Annotation dataset entries

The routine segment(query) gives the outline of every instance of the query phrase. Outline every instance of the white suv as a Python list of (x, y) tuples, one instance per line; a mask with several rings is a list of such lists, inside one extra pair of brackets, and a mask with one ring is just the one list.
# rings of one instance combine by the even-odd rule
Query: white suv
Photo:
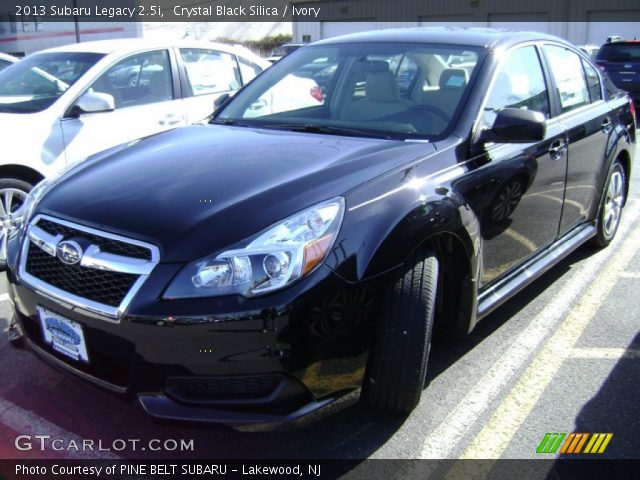
[(35, 53), (0, 71), (0, 262), (41, 179), (138, 138), (201, 121), (270, 65), (240, 46), (107, 40)]

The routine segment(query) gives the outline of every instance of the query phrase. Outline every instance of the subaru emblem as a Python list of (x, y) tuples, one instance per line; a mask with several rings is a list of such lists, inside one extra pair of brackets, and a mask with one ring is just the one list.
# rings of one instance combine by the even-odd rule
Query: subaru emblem
[(82, 247), (73, 240), (64, 240), (58, 244), (56, 248), (56, 256), (62, 263), (67, 265), (75, 265), (82, 258)]

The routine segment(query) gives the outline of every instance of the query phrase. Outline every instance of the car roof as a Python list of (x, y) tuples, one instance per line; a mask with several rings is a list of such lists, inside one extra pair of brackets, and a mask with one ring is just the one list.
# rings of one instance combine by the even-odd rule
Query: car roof
[(615, 47), (616, 45), (620, 46), (620, 45), (635, 45), (635, 46), (639, 46), (640, 45), (640, 40), (616, 40), (615, 42), (607, 42), (605, 44), (602, 45), (602, 47), (607, 47), (607, 48), (611, 48), (611, 47)]
[[(127, 51), (138, 51), (145, 48), (215, 48), (230, 53), (242, 53), (244, 47), (239, 45), (228, 45), (224, 43), (194, 41), (194, 40), (178, 40), (178, 41), (157, 41), (144, 38), (118, 38), (111, 40), (97, 40), (93, 42), (72, 43), (60, 47), (41, 50), (40, 52), (91, 52), (110, 54), (114, 52), (126, 53)], [(39, 53), (40, 53), (39, 52)]]
[(314, 45), (330, 45), (352, 42), (417, 42), (449, 45), (469, 45), (484, 48), (508, 47), (531, 40), (553, 40), (568, 44), (565, 40), (541, 32), (517, 32), (497, 28), (469, 27), (415, 27), (375, 30), (352, 33), (314, 42)]
[(10, 62), (17, 62), (18, 60), (20, 60), (19, 58), (16, 58), (13, 55), (9, 55), (8, 53), (2, 53), (2, 52), (0, 52), (0, 58), (9, 60)]

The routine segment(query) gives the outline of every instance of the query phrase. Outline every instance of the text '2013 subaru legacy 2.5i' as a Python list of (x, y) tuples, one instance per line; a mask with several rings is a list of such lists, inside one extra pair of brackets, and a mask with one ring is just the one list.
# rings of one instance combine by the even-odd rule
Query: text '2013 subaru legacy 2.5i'
[(290, 421), (358, 392), (408, 412), (434, 329), (612, 240), (634, 143), (629, 99), (555, 37), (323, 40), (211, 125), (39, 185), (9, 240), (16, 328), (154, 417)]

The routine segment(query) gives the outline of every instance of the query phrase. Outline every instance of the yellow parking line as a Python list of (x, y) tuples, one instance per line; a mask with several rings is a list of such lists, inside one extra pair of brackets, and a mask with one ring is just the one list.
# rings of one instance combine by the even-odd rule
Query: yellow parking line
[(594, 279), (461, 458), (500, 458), (639, 248), (640, 228), (636, 228)]
[(620, 276), (622, 278), (640, 279), (640, 272), (622, 272)]

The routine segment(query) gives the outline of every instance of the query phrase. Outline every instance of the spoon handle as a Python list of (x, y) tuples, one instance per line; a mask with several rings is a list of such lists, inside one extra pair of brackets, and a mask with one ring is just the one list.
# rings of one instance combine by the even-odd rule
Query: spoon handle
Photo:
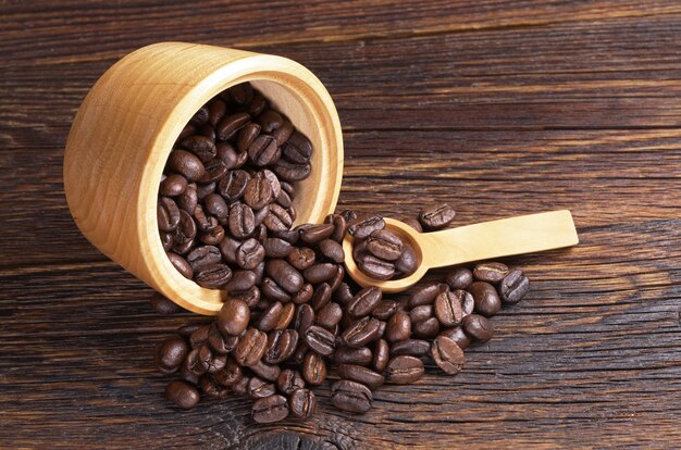
[(579, 242), (570, 211), (552, 211), (419, 235), (423, 263), (443, 267)]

#### What is needed
Copy out every item above word for word, omitting the pictures.

#### Written response
The routine segment(query) gives the outline of every instance of the query phrase. Outline every instance of the white suv as a Python list of (x, y) tuples, one instance per line; a mask with several rings is a list of such lists, inside one extra pair of brackets, and a mask with one ring is just the one list.
# rings of one instance combine by the even-odd rule
Query: white suv
Photo:
[(35, 53), (0, 71), (0, 262), (41, 179), (138, 138), (201, 121), (270, 65), (240, 46), (107, 40)]

The routine segment(query) gives the outline of every instance of the query phrase. Outline every instance of the subaru emblem as a Python list of (x, y) tuples, one instance per line; a mask with several rings is a list of such lists, inside one extra pair of brackets, and a mask with one ring is just the one list.
# rings of one instance combine by the even-odd rule
Query: subaru emblem
[(82, 247), (73, 240), (64, 240), (58, 244), (56, 248), (56, 256), (62, 263), (67, 265), (75, 265), (82, 258)]

The routine segment(query) gives the outline of every instance of the query phrase. Outline every instance of the car roof as a Python list of (x, y) tuples, one instance per line; a mask with several rings is a list of such lists, inside one extra pair of brackets, and a mask with one ring is just the one list.
# rings of one instance combine by the even-odd rule
Query: car roof
[(615, 47), (616, 45), (620, 46), (620, 45), (635, 45), (635, 46), (639, 46), (640, 45), (640, 40), (616, 40), (615, 42), (607, 42), (605, 44), (602, 45), (602, 47), (607, 47), (607, 48), (611, 48), (611, 47)]
[[(127, 51), (138, 51), (145, 48), (215, 48), (230, 53), (242, 53), (244, 47), (239, 45), (228, 45), (224, 43), (194, 41), (194, 40), (178, 40), (178, 41), (157, 41), (144, 38), (118, 38), (111, 40), (97, 40), (93, 42), (72, 43), (60, 47), (41, 50), (40, 52), (91, 52), (110, 54), (114, 52), (126, 53)], [(39, 53), (40, 53), (39, 52)]]
[(314, 45), (330, 45), (352, 42), (417, 42), (449, 45), (469, 45), (484, 48), (508, 47), (531, 40), (553, 40), (568, 44), (565, 40), (541, 32), (517, 32), (497, 28), (469, 27), (415, 27), (375, 30), (352, 33), (314, 42)]
[(10, 62), (17, 62), (18, 60), (20, 60), (19, 58), (16, 58), (13, 55), (9, 55), (8, 53), (2, 53), (2, 52), (0, 52), (0, 58), (9, 60)]

The routine segment(query) gives the outline of every instance of the query phrase. Outline every instance of the text '2013 subaru legacy 2.5i' as a Python list of (x, y) tuples, one instance per line; a mask with several rings is a list of such lists, inside one extra pair of brackets, and a mask with one ring is just the one list.
# rings of one instance combine by the even-odd rule
Query: text '2013 subaru legacy 2.5i'
[(290, 421), (358, 392), (408, 412), (434, 329), (612, 240), (634, 143), (629, 99), (555, 37), (323, 40), (211, 125), (39, 185), (9, 240), (16, 328), (154, 417)]

The routine segment(query) gives the outline of every instance of the query phrase. Outline every instance of the yellow parking line as a Python list of (x, y) tuples, one instance per line; a mask with several rings is a list of such lists, inside one extra pair of brackets, and a mask with one ring is just the one list.
# rings of one instance combine by the even-odd rule
Query: yellow parking line
[(594, 279), (461, 458), (500, 458), (639, 248), (640, 228), (636, 228)]
[(620, 276), (622, 278), (640, 279), (640, 272), (622, 272)]

The routine segment(query) gives the outline of every instance of the query phrase. Outline every instance of the spoon handle as a Python list of (x, y) tuples, one instance per line; a mask with several rings is a list of such lists, inside one extra pair of brackets, and a mask with one ring is just the one list.
# rings of one instance combine by the even-odd rule
Query: spoon handle
Photo:
[(579, 242), (570, 211), (552, 211), (419, 235), (423, 263), (443, 267)]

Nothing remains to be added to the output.